→ What to do:
Copy out part of the listing below word for word. Begin at the line that has "the red plastic" and stop after the line that has "Look at the photo above. For each instance of the playground", including both of those lines.

Data records
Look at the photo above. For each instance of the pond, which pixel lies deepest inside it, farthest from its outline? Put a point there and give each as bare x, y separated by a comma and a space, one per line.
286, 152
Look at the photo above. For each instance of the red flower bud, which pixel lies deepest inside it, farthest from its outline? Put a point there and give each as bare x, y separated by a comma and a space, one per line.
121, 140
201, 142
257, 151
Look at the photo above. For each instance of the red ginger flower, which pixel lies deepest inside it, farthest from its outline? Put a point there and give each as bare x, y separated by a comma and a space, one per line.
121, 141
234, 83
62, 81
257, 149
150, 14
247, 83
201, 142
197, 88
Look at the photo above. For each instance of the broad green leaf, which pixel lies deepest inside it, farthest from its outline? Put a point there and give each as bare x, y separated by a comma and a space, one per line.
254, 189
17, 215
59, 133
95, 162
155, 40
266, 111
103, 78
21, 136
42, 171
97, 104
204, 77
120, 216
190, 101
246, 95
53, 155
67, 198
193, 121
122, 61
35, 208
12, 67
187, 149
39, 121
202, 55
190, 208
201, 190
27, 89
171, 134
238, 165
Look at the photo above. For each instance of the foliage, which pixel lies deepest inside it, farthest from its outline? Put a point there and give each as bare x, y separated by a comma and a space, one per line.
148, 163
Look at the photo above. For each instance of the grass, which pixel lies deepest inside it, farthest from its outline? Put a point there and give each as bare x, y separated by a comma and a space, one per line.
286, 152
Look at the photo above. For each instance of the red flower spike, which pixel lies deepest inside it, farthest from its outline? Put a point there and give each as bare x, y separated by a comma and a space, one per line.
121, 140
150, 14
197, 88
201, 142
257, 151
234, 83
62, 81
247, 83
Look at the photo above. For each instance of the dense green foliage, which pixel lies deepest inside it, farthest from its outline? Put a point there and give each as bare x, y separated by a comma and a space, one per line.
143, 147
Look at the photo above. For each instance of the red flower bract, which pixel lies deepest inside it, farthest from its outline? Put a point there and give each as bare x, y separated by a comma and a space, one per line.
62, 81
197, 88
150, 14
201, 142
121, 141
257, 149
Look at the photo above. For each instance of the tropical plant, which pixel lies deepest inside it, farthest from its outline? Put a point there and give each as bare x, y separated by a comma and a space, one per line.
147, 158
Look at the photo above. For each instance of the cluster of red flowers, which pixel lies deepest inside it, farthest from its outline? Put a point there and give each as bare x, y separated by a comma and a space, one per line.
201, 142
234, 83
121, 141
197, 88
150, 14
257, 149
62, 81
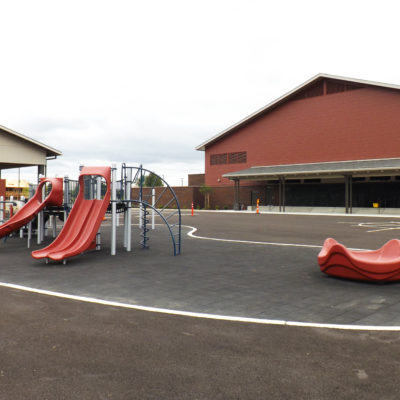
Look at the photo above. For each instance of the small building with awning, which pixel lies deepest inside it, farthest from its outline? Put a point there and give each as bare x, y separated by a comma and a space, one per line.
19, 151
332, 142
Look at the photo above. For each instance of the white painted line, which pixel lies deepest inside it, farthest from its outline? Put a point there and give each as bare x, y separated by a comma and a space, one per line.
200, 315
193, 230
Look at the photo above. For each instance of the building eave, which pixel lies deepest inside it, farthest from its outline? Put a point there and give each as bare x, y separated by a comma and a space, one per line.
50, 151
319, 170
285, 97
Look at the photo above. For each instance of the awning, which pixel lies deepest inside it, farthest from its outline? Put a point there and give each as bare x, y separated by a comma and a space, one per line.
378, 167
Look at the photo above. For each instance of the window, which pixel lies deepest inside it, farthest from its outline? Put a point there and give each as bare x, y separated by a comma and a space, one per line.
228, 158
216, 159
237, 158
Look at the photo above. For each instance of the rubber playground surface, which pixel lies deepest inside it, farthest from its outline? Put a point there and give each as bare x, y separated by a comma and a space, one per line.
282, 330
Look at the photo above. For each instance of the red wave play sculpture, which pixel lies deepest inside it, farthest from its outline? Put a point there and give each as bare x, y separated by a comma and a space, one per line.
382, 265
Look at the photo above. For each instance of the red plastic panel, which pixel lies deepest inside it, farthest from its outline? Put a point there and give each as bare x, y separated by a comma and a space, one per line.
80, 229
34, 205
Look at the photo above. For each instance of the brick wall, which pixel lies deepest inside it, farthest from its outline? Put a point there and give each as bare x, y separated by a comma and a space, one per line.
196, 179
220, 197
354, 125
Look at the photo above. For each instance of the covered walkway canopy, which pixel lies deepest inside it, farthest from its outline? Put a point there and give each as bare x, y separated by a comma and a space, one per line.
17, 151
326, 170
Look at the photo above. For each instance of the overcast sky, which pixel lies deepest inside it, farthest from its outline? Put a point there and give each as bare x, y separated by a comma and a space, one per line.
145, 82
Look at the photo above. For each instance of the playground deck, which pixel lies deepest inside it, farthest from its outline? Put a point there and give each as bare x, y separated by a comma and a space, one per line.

...

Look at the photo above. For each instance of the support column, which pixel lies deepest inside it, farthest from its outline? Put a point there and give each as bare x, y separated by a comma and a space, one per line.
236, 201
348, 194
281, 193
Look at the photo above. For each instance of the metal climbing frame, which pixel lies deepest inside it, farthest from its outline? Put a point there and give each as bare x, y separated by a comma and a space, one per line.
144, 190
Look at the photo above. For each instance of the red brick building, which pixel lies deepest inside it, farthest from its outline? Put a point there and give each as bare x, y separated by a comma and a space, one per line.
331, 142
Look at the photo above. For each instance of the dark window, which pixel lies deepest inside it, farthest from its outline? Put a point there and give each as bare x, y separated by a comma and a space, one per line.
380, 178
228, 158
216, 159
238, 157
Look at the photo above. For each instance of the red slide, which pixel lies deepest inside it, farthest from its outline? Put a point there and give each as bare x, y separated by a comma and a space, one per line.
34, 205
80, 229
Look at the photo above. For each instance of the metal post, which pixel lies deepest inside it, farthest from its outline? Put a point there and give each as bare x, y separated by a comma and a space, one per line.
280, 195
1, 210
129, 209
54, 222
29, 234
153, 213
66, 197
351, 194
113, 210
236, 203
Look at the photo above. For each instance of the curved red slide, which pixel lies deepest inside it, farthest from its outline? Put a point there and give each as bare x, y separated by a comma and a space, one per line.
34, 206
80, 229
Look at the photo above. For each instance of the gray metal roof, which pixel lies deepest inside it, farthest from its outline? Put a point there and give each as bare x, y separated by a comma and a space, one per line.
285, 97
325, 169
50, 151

→ Written solution:
Look at the photo above. For each instance of the red plastic panel, which pixel lies deepest inside it, farthest from its outline? Put a point there and give each as bare x, y separated by a comma and a space, one per line.
80, 229
34, 205
Look at the photo above. For each instance of the brick wall, which pixel lies deepest inside it, farthest from its outline? Put a point there and give each as bare x, y separated by a comma and a space, one per line.
196, 179
220, 197
354, 125
Look at the photo above. For each instance of the covered walkway canopy, which pixel lies deepest inside it, farthest from its outline? Put a point there and give each as bare x, y separated by a comma and a space, one per line.
17, 151
326, 170
Look at the photo above. For each instance of the overcast sky, which pixel lies deepest inside it, farthest from its outline? Put a point there and give each as bare x, y separated by a comma and a space, one per line.
145, 82
Look at the photo above. For each instance of the playground deck, which pixel lies deepest inside it, farthest from its outline? Put a point there and give each as bare x, y separated by a comma and a space, one per line.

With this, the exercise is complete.